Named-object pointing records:

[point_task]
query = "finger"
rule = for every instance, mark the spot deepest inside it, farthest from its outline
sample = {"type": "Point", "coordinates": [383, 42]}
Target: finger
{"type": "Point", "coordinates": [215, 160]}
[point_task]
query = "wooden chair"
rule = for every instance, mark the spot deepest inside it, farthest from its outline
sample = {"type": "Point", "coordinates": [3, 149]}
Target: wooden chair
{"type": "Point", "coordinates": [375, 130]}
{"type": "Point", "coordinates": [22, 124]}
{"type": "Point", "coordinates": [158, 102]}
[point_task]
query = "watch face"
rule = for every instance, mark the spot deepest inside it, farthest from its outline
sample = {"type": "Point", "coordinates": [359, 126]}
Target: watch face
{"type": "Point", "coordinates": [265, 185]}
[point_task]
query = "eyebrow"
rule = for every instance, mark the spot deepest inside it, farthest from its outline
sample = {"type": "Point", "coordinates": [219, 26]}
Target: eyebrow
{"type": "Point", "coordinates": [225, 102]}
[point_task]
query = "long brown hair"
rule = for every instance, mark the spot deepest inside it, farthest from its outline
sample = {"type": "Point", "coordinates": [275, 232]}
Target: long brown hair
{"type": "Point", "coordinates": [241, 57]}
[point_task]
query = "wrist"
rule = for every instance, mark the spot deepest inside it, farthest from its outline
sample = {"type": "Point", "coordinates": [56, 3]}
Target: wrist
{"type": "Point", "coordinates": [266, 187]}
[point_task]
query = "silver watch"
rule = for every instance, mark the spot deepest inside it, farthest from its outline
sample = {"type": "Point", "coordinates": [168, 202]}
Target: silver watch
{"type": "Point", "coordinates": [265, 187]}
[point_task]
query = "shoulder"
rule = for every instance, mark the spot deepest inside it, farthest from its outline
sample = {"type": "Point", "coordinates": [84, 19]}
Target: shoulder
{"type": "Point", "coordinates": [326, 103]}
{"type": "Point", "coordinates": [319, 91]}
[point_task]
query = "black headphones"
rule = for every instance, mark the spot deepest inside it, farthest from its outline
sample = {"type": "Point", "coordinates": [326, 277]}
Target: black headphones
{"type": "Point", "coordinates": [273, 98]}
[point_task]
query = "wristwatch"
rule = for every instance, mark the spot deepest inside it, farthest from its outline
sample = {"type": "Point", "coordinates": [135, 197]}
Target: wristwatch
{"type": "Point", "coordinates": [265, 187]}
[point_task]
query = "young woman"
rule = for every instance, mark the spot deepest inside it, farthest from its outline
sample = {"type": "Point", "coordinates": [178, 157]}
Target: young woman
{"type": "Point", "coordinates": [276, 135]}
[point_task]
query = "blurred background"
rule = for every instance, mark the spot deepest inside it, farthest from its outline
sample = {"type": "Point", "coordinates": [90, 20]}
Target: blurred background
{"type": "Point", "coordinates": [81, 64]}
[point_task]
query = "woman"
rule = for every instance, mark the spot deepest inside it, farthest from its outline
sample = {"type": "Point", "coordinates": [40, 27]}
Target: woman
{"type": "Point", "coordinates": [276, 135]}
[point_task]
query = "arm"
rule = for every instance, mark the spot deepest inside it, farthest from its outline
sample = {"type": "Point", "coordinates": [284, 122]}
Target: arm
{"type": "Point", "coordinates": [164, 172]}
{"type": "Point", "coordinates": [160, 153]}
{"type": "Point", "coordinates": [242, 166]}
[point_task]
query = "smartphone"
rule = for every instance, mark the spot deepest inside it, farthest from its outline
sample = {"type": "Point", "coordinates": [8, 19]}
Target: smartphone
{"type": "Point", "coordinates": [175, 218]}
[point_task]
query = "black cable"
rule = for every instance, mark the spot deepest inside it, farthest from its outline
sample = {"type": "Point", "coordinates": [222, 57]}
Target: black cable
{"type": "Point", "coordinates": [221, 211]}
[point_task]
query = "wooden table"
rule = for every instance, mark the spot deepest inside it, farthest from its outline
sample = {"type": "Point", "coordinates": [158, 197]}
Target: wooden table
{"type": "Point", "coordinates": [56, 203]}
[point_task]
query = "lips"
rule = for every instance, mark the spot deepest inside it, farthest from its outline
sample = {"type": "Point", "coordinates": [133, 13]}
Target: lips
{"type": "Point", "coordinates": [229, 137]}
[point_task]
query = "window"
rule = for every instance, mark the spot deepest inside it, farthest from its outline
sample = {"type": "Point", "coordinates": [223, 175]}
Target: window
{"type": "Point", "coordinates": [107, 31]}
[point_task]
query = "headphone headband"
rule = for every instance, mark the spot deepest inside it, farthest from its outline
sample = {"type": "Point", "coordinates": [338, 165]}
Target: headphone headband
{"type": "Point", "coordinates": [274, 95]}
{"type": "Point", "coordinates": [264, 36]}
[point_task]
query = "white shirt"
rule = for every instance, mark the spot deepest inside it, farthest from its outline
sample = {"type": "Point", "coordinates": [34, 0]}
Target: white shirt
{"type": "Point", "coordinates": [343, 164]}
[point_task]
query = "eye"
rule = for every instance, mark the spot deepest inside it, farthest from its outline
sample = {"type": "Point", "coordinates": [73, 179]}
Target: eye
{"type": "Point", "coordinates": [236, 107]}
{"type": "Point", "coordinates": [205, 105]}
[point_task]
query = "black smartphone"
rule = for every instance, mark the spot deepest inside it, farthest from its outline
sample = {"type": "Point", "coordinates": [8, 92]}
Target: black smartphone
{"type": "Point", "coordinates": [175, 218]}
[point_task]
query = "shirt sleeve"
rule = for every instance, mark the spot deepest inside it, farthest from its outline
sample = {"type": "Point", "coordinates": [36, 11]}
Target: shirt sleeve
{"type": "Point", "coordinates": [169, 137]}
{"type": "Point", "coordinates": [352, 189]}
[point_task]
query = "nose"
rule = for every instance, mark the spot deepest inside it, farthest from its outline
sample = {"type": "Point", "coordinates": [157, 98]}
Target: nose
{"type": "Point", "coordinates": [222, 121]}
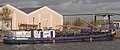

** EXERCISE **
Count the lines in the records above that contain the word "chair", matching case exactly, and give only that number.

** TASK SOLUTION **
2